Space Aliens From Outer Space - Nebulosity

#PER CHI AMA: Kraut Rock/Progressive
Un astrofisico statunitense nel 1961 formulò un’equazione per determinare il numero di civiltà extraterrestri presenti nella Via Lattea in grado di comunicare, poco più di un simpatico esercizio matematico che non tiene conto di una considerazione fondamentale: è molto difficile che degli alieni avvertano il bisogno di parlarci, a meno che non vogliano tentare la masochistica impresa di salvarci dall’autodistruzione. 

A Torino, vertice di geometrie esoteriche e infrastrutturali, l’improbabile si è trasformato in realtà quando dei missionari cosmici, gli Space Aliens From Outer Space, hanno deciso di atterrarvi per portare il loro“messaggio di luce” alla nostra triste umanità, un tentativo di primo contatto che giunge al suo quarto stadio con 'Nebulosity', album firmato dall’etichetta nostrana Escape From Today e dalla belga Cheap Satanism.

▶ [Sezione dati]:
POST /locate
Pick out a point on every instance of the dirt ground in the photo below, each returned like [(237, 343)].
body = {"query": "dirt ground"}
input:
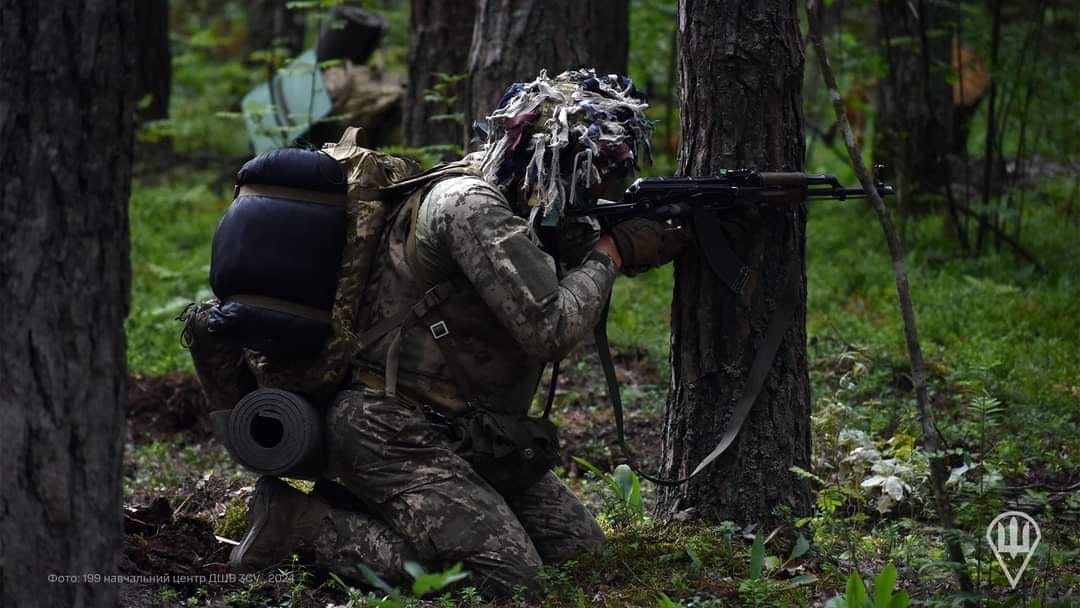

▶ [Dettagli del compito]: Ricopia parola per parola dalla recensione di 'Nebulosity' il passo che va da "#PER CHI AMA: Kraut" fino a "di salvarci dall’autodistruzione." incluso.

▶ [Risultato finale]:
#PER CHI AMA: Kraut Rock/Progressive
Un astrofisico statunitense nel 1961 formulò un’equazione per determinare il numero di civiltà extraterrestri presenti nella Via Lattea in grado di comunicare, poco più di un simpatico esercizio matematico che non tiene conto di una considerazione fondamentale: è molto difficile che degli alieni avvertano il bisogno di parlarci, a meno che non vogliano tentare la masochistica impresa di salvarci dall’autodistruzione.